> Extract provided
____

740.00115 European War 1939/8155: Telegram

The Secretary of State to the Minister in Switzerland (Harrison)

363. American Interests—Germany. Your 610, January 29.5 Department is addressing to Swiss Legation Washington6 a reply to German communication regarding Baden Baden exchange reading as follows:

“I. Lists of the Germans to be repatriated by the United States Government under the terms of the agreement now concluded have previously been sent to the Legation. To the extent that changes have [Page 788] occurred in the composition of these lists, revised lists will be sent to the Legation in the immediate future.

II. The new proposal of the German Government in the second part of its communication appears to bring into consideration the repatriation of additional individuals not heretofore considered within the framework of the exchange agreement. The Department of State is giving this matter serious consideration from the point of view of national security and the wishes of the specific individuals named by the German Government and of others who on compassionate grounds seem to have a meritorious claim to similar treatment. A cursory survey indicates that the great majority of the individuals named in the list attached to the German note will probably wish to be repatriated and that others are also seeking repatriation.

It is the desire of the United States Government that the exchange of the official groups proceed immediately and that the repatriation of additional individuals such as those referred to under this heading-be dealt with entirely separately. The United States Government is willing, however, to arrange for the transportation to Lisbon of such of these additional individuals as can be gotten ready in time to avail themselves of the transportation facilities established for the official exchange. Those who are found available for repatriation but who cannot get ready in time to avail themselves of the transportation facilities offered by the official exchange can undoubtedly be accommodated by other means. The United States Government assumes that the German Government is prepared to release and transport to Lisbon against the individuals being considered under this heading at least an equal number of bona fide nationals of the United States and the other American republics, but urgent confirmation of the German Government’s willingness to do so is requested. The United States Government will transmit to the Swiss Government in charge of American interests in Germany a list of individuals to whom the United States Government would like to have extended an opportunity for repatriation.7 It is expected that similar lists will be furnished by the other American republics concerned. Additionally the Swiss representatives in Germany and German-occupied territory may suggest other names of bona fide American nationals desiring repatriation on compassionate grounds or suggest substitutes for any who do not avail themselves of the opportunity offered.

III. In the interest of the Germans to be repatriated who have not so far been informed that their repatriation is under consideration and of the proper prosecution of the voyage, the motor vessel Gripsholm, the characteristics of which have already been communicated to the German Government in connection with other exchange movements, cannot leave New York to effect the present exchange until February 15, 1944. The exchange can then take place at Lisbon, commencing with February 24 or 25, depending upon the weather conditions encountered by the vessel. A further separate statement regarding the characteristics of the Gripsholm, its time of departure and the course to be followed will be made as quickly as possible.

____

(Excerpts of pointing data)
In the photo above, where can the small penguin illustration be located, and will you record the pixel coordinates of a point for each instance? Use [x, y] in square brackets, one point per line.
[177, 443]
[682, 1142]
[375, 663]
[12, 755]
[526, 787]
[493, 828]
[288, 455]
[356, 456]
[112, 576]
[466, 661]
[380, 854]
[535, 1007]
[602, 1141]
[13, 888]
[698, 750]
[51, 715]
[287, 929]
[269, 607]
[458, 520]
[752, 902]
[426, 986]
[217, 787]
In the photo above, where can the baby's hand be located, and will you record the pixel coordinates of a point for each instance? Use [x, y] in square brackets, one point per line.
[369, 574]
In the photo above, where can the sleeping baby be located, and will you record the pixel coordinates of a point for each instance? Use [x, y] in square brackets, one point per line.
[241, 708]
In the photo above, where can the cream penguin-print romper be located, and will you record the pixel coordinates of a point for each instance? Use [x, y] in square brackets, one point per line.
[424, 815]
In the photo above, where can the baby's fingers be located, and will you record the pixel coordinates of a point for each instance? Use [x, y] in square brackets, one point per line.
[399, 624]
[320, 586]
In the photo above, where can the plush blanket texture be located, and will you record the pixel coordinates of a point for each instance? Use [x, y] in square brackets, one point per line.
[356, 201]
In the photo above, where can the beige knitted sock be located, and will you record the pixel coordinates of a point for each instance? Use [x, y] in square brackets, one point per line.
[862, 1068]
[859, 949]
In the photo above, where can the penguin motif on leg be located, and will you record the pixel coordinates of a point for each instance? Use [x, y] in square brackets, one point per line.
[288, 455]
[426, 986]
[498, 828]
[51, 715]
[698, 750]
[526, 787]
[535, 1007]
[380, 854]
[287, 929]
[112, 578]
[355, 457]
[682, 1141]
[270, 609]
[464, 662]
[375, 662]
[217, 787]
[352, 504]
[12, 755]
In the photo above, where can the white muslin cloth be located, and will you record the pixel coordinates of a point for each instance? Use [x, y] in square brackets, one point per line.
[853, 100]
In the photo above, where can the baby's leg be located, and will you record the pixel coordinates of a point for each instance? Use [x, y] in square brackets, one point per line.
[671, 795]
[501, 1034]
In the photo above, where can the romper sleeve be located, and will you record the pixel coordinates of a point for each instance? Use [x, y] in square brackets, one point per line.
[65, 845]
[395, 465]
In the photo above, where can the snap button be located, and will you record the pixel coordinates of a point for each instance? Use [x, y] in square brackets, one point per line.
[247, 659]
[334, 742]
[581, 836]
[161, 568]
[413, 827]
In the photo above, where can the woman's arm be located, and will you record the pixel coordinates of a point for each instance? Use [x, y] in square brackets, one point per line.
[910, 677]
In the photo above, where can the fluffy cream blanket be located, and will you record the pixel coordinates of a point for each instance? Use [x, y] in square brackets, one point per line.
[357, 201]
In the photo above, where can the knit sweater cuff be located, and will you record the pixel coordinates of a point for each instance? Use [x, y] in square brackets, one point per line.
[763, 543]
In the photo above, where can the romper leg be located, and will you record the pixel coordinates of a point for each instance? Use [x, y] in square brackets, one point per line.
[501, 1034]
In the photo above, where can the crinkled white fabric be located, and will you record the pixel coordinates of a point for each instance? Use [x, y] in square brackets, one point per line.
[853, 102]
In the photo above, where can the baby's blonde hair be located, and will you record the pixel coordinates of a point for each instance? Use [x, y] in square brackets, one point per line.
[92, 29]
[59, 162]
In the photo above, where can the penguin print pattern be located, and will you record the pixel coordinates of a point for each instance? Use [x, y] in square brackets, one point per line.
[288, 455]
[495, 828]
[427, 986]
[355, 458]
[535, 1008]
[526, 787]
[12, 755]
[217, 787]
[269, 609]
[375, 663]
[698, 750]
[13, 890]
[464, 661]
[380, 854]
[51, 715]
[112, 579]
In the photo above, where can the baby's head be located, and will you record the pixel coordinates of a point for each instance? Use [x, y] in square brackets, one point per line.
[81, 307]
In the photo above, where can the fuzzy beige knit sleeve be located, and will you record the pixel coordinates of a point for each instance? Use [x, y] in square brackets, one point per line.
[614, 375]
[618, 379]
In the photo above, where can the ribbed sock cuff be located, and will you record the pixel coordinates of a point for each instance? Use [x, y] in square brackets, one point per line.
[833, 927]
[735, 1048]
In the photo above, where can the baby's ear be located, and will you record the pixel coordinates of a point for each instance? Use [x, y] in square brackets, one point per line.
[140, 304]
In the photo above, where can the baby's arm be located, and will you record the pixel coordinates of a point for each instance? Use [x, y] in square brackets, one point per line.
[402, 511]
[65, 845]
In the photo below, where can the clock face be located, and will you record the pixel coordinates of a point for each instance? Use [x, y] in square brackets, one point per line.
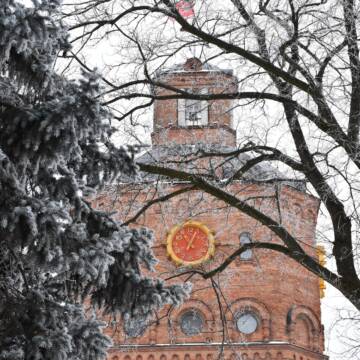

____

> Written request
Answer the following questions using the telegram above.
(a) According to section I, what will be sent to the Legation in the immediate future?
(b) From which port will the motor vessel Gripsholm depart, and what is the earliest date on which it can leave?
(c) Which dates are given for the start of the exchange at Lisbon?

> Written answer
(a) Revised lists of the Germans to be repatriated, to the extent that changes have occurred in the composition of those lists.
(b) New York; it cannot leave until February 15, 1944.
(c) February 24 or 25, depending on the weather conditions the vessel encounters.